## Data entries

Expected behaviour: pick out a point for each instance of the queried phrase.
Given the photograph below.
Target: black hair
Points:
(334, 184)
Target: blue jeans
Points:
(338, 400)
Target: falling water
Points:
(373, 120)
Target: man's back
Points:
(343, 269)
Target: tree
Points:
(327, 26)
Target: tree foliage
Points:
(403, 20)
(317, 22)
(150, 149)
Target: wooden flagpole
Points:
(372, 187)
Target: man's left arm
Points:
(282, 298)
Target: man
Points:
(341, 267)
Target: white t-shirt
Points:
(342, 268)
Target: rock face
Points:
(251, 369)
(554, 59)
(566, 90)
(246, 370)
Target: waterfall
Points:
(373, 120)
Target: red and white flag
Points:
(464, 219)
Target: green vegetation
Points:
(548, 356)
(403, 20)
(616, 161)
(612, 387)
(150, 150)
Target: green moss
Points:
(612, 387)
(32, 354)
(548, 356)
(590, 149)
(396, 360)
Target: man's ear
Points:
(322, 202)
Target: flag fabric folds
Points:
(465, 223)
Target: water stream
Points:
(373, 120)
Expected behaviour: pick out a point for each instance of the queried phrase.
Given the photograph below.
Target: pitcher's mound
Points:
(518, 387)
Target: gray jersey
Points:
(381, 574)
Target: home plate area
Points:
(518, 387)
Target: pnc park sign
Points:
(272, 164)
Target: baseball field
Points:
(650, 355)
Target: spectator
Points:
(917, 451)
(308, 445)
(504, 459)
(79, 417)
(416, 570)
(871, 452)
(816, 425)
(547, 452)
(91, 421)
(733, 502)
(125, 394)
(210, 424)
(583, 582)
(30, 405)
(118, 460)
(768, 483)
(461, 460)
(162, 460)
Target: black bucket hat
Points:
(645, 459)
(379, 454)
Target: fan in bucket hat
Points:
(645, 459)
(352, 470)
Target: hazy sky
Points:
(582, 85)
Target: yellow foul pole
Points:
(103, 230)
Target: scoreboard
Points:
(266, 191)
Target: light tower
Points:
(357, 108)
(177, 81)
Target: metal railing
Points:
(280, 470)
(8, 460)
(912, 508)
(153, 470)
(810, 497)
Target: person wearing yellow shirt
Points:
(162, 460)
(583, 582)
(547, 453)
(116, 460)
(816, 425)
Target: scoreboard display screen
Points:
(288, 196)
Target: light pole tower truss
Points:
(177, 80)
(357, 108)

## Work to be completed
Rescale the stretch from the line containing "Target: black bucket hat" through the end of the lines. Write out every line in it again, multiplying each point coordinate by 0.8 and rounding to the nearest whole number with halves going up, and leave all other text unchanged.

## Response for this exercise
Target: black bucket hat
Points:
(516, 367)
(303, 363)
Target: fan in bucket hat
Points:
(516, 367)
(282, 376)
Target: hazy sky
Points:
(466, 68)
Target: yellow foul pole
Points:
(82, 184)
Target: scoreboard
Points:
(213, 153)
Target: light tower
Points:
(286, 86)
(142, 65)
Target: metal railing
Points:
(224, 376)
(6, 368)
(730, 406)
(122, 376)
(648, 398)
Target: person wearing yellow shirt
Points:
(130, 368)
(466, 466)
(438, 362)
(93, 368)
(653, 340)
Target: scoreboard display screen
Points:
(230, 157)
Target: light pole tower truss
Points:
(142, 64)
(286, 86)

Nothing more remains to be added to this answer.